Task data:
==*==
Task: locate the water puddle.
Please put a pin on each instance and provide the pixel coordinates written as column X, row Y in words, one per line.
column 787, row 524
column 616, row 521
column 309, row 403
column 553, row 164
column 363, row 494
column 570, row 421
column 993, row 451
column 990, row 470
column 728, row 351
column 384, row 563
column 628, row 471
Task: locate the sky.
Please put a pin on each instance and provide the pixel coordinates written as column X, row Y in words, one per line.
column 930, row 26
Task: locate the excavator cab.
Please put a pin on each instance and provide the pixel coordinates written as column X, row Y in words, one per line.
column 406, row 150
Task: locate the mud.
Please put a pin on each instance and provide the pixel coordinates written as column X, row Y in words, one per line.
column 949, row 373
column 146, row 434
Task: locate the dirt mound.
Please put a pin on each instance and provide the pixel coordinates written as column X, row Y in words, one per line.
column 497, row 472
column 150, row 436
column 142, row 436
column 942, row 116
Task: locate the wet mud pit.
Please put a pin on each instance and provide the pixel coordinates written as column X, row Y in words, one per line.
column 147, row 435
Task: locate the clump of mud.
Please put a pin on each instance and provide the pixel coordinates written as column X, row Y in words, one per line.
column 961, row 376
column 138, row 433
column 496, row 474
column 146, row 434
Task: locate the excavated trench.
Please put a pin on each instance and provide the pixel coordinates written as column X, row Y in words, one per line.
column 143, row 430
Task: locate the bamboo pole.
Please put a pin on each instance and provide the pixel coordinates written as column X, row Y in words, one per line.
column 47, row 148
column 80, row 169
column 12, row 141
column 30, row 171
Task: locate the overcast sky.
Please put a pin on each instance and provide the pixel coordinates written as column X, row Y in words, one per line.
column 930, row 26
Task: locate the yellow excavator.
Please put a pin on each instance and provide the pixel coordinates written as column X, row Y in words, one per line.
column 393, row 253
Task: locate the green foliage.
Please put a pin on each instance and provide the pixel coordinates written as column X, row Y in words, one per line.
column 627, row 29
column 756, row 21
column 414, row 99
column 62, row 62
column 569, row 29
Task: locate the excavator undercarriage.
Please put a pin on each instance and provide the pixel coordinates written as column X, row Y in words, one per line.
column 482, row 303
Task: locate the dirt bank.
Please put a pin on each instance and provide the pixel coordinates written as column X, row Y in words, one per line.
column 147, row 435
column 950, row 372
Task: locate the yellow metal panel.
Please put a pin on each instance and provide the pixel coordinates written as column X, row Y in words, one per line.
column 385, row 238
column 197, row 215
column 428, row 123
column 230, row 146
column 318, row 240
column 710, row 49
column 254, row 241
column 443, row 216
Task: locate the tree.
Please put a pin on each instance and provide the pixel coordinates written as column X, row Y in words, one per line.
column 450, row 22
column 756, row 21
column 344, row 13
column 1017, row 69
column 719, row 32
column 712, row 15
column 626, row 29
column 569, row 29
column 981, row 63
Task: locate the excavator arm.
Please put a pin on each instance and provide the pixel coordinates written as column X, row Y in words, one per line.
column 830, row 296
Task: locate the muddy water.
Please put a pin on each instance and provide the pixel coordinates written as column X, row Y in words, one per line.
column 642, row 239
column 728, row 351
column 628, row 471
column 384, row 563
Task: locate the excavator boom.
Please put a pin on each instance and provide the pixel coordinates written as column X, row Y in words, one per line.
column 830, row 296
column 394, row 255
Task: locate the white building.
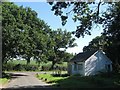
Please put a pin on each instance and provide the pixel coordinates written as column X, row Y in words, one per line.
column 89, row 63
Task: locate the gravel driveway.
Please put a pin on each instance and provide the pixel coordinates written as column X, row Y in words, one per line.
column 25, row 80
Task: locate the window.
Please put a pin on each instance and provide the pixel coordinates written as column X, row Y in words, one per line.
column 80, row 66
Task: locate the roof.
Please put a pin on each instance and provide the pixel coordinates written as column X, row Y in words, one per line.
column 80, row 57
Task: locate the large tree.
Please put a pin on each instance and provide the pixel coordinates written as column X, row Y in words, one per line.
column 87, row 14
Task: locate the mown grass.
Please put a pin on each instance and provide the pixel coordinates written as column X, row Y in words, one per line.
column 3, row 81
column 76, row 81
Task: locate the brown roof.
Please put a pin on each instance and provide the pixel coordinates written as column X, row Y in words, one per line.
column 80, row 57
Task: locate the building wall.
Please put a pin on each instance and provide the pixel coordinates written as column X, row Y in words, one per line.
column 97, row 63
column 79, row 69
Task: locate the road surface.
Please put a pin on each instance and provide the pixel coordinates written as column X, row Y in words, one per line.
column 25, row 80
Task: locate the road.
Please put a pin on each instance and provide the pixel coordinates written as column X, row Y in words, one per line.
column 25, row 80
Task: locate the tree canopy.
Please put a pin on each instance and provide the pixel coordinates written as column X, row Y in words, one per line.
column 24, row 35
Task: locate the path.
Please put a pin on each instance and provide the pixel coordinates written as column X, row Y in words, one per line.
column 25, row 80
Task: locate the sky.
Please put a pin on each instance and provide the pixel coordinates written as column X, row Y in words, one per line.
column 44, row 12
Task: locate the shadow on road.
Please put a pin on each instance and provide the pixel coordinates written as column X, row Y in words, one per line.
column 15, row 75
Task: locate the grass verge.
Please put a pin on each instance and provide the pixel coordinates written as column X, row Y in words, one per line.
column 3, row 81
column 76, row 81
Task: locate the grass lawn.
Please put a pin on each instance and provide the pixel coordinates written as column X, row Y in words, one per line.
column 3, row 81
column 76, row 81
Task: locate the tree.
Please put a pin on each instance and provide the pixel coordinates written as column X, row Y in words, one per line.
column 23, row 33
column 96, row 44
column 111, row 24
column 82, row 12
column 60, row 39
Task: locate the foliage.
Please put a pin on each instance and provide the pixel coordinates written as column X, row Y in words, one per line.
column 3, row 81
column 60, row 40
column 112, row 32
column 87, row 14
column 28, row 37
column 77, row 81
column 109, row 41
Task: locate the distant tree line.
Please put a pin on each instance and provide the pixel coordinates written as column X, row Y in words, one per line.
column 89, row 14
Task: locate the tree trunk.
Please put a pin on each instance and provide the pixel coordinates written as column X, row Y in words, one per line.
==*==
Problem details:
Set every entry down again exactly as written, and omit the images.

Expected answer:
Task: locate the water puddle.
Please put a pin on each instance and provide the pixel coordinates written as column X, row Y in words, one per line.
column 787, row 524
column 616, row 521
column 309, row 403
column 553, row 164
column 363, row 494
column 570, row 421
column 993, row 451
column 990, row 470
column 728, row 351
column 384, row 563
column 628, row 471
Task: locate the sky.
Please put a pin on each instance and provide the pixel coordinates written as column X, row Y in words, one per line.
column 930, row 26
Task: locate the excavator cab.
Please put a pin on each instance and provide the pixel coordinates written as column X, row Y in words, one per line.
column 406, row 150
Task: locate the mud.
Please put a pin on each instance and provide the pixel coordinates written as column X, row Y in words, one per line.
column 949, row 373
column 146, row 434
Task: locate the dirt mound.
Please put a pin on each instance and provide the pixel coordinates written as column X, row Y in words, one per line.
column 497, row 472
column 150, row 436
column 142, row 436
column 942, row 116
Task: locate the wet mud pit.
Please put a pin on each instance and provide the pixel coordinates written as column X, row Y in words, one per line.
column 147, row 435
Task: locate the clump of mud.
Please put a pin on each instance and provide the pixel coordinates written as column X, row Y in words, one per line.
column 961, row 376
column 138, row 433
column 496, row 474
column 146, row 434
Task: locate the excavated trench.
Please put a pin on each instance and provide the pixel coordinates written as column X, row Y in words, one per line.
column 143, row 430
Task: locate the bamboo pole.
Please put a pin on each instance and provide the pixel coordinates written as column X, row Y in words, one per line.
column 47, row 148
column 80, row 169
column 12, row 141
column 30, row 171
Task: locate the overcast sky.
Please put a pin on each instance and provide the pixel coordinates written as column X, row Y in words, one per line.
column 930, row 26
Task: locate the yellow excavator.
Please put a pin on each instance and provide the pixel coordinates written as column X, row Y in words, one per line.
column 393, row 253
Task: locate the green foliage.
Please put a pin on each instance and provide the pixel coordinates written as column X, row Y in words, one per line.
column 627, row 29
column 756, row 21
column 414, row 99
column 62, row 62
column 569, row 29
Task: locate the excavator undercarriage.
Please put a pin on each instance and provide the pixel coordinates written as column X, row Y in words, one per line.
column 482, row 303
Task: locate the dirt bank.
Please put a pin on each instance and provide the pixel coordinates written as column X, row Y in words, one per line.
column 147, row 435
column 950, row 372
Task: locate the yellow metal panel.
Please put a pin on each instance and provide the pixel coordinates written as column X, row Y in words, one per line.
column 385, row 238
column 197, row 215
column 428, row 123
column 230, row 146
column 318, row 240
column 710, row 49
column 254, row 241
column 443, row 216
Task: locate the tree.
Please put a pin on each instance and provide the pixel coordinates written as column X, row Y in words, one per line.
column 450, row 22
column 756, row 21
column 344, row 13
column 1017, row 69
column 719, row 32
column 712, row 15
column 626, row 29
column 569, row 29
column 981, row 63
Task: locate the excavator arm.
Please put a pin on each instance and provide the pixel coordinates written as column X, row Y in words, one per line.
column 830, row 296
Task: locate the muddy water.
Please put a pin on each instance and provide the pixel coordinates written as column X, row Y in words, one per line.
column 642, row 239
column 728, row 351
column 628, row 471
column 384, row 563
Task: locate the excavator boom.
Please put a pin on each instance and provide the pixel coordinates written as column X, row Y in words, one per line.
column 830, row 296
column 394, row 255
Task: locate the white building.
Please put a pin on each instance and provide the pixel coordinates written as column X, row Y in words, one per line.
column 89, row 63
Task: locate the gravel driveway.
Please put a pin on each instance and provide the pixel coordinates written as column X, row Y in words, one per line.
column 25, row 80
Task: locate the window.
Please put a pin on each instance and provide the pixel coordinates written as column X, row Y in words, one per line.
column 80, row 66
Task: locate the roof.
Please put a pin on each instance and provide the pixel coordinates written as column X, row Y in words, one per line.
column 80, row 57
Task: locate the large tree.
Please put a pin on each instance and provide the pixel coordinates written as column X, row Y in words, one per line.
column 87, row 14
Task: locate the mown grass.
Please put a pin on each instance and provide the pixel coordinates written as column X, row Y in words, one per line.
column 3, row 81
column 76, row 81
Task: locate the brown roof.
Please put a pin on each instance and provide the pixel coordinates written as column X, row Y in words, one per line.
column 80, row 57
Task: locate the building wall.
Please put a pin on each instance and provide the pixel coordinates written as column X, row Y in words, one per line.
column 97, row 63
column 79, row 69
Task: locate the road surface.
Please put a pin on each instance and provide the pixel coordinates written as column X, row Y in words, one per line.
column 25, row 80
Task: locate the road.
Please put a pin on each instance and provide the pixel coordinates written as column X, row Y in words, one per line.
column 25, row 80
Task: locate the tree canopy.
Please put a pin on each instance and provide the pixel coordinates written as column X, row Y in words, one per line.
column 24, row 35
Task: locate the path.
Please put a pin on each instance and provide the pixel coordinates written as column X, row Y in words, one per line.
column 25, row 80
Task: locate the sky.
Please put a pin on each instance and provide the pixel coordinates written as column X, row Y in words, one per line.
column 44, row 12
Task: locate the shadow on road.
Please put a pin on each instance and provide the pixel coordinates written as column X, row Y in words, one per line.
column 15, row 75
Task: locate the grass verge.
Please put a pin on each instance and provide the pixel coordinates written as column X, row Y in words, one per line.
column 3, row 81
column 76, row 81
Task: locate the grass lawn.
Please put a pin on each instance and provide the pixel coordinates written as column X, row Y in words, one per line.
column 3, row 81
column 76, row 81
Task: locate the tree.
Please put a pin on each instance and provide the pixel coordinates written as column X, row Y in words, one per line.
column 23, row 33
column 96, row 44
column 111, row 24
column 82, row 12
column 60, row 39
Task: locate the foliage.
Please put a pin on each instance and provide the pixel coordinates written as column X, row Y in words, one per line.
column 3, row 81
column 60, row 40
column 112, row 32
column 87, row 14
column 28, row 37
column 77, row 81
column 109, row 41
Task: locate the distant tree line.
Please put a pin on each instance and provide the pixel coordinates written as column X, row Y in words, one per line.
column 89, row 14
Task: locate the tree trunk.
Please put a pin on each instance and provide the pixel coordinates written as column X, row Y in words, one per line.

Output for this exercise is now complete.